**WORK TO COMPLETE**
A - Which basic questions does the article on data products below list for the discovery stage? Give all of them.
B - Can you write the next part of the article on data products below, starting right after its last sentence?
═══ EXTRACT ═══
Are You Data Economy Ready? From Thinking to Doing: Building Data Products
Talk of data products has taken the data world by storm. And I love it. It’s the use of data that delivers value. Data as a product puts that into practice.
We often hear the term “data products” as one of the four pillars of a data mesh. The data mesh paradigm embraces the principle of data as a product. Thinking of data as a product focuses on data’s use, and the value that it can deliver to the business, and guides the output of the data domain owner. Data owners within the organization are accountable to their eventual consumers—the business users champing at the bit for data insights—and must create products that fit their requirements. Thank you, data mesh evangelists, for increasing awareness, but let’s not limit adoption of the principle. Data product thinking is for everyone.
Yet, the notion remains a mystery for many or even a point of contention for some. What constitutes a data product?
Discovering what the product should be
A data product is a reusable building block built to deliver data, or insights from that data, for a specific purpose—in other words, use. A data product is designed for use, as opposed to an asset which might only be stored and protected. The process of data product thinking, therefore, should start by working backward from the customer or the specific use case, from the outside in. Borrowing from standard product development frameworks, the process starts with “discovery.” Requirements are ultimately delivered to product teams who build and deliver the product.
Some basic questions include the following:
- Who are the customers?
- What is the use case?
- What is the customer trying to achieve?
- What are their requirements?
- Is there a minimum viable product?
- What data is needed for that product?
There are a number of tools and frameworks associated with product discovery: customer interviews, customer journey mapping, demand tests, A/B testing, and more. But, ultimately, it’s about understanding customer needs and building a product that is fit-for-purpose.
═══ RECORD EXCERPTS ═══
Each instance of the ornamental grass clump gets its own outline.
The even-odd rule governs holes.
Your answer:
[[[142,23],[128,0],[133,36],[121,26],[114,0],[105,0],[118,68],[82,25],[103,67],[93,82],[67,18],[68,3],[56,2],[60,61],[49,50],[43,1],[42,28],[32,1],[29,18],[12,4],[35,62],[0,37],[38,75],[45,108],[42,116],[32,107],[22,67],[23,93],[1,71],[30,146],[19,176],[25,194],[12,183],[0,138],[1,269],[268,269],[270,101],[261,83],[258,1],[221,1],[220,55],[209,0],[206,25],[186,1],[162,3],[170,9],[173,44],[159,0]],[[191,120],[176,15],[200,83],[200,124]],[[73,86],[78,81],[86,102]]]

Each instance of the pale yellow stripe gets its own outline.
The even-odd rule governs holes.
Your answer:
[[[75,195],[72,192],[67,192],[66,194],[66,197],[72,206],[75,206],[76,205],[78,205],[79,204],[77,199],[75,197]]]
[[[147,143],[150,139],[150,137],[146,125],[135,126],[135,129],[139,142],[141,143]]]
═══
**ANSWERS PER TASK**
A -
- Who are the customers?
- What is the use case?
- What is the customer trying to achieve?
- What are their requirements?
- Is there a minimum viable product?
- What data is needed for that product?

B -
In practice, however, it’s often the data teams who first begin the process as they have more data knowledge than their business partners. A data team might begin with an idea of how their data could benefit the business. They then socialize the idea and a prototype with their counterparts. From that point, the process could follow a classic discovery methodology to refine the product requirements.
Types of data products
In a previous blog post, I discussed different forms a data product can take using the sand, glass, or lamp metaphor, depending on the consumer of the data and the use case. Some data products will be components in a more complex analysis or context-specific business application. Those intermediate components must still be treated as a product because the final data product output is dependent on them. Quality sand makes good glass, or with the right minerals, it makes crystal. The process of working backward uncovers all data products along the value chain and their requirements.
Data must be thought of as a product along its entire value chain from source to consumer.
- Source-aligned data products. The data in these products are from an operational system, like a CRM or an ERP application, streamed from an IoT device, or captured from web logs. These are the building blocks. As Sherlock Holmes says, “Data, data, data! I can’t make bricks without clay.” And these source-aligned products are the clay. Ownership of these data products lies within the domain that produces the data, the source domain. But the product owners are responsible for ensuring that their data products meet the needs of downstream consumers. The figure below illustrates how these data products might be used, either as a single source product or combined as a component in a more complex data product. Regardless, these owners must think of their data as a product.
- Consumer-aligned data products. These products can take different forms, transforming source-aligned data products to meet the needs of a particular consumer or business need. Product teams within the consumer domain build these products based on their expertise and understanding of the business context. A developer or data scientist may want the data itself, transforming it to train a model, as in the diagram below. A business analyst might need only transactions from a specific region or for a specific type of sale, a subset of the source. Note the smaller block below. In other cases, a data application would deliver insights from multiple data sources directly into a business context. For example, a sales manager might want a lead scoring application, a product manager might want a price optimization tool, or the “consumer” might be non-human with the application performing automated anomaly detection of a connected device and triggering a notification. These aggregate data products combine multiple building blocks.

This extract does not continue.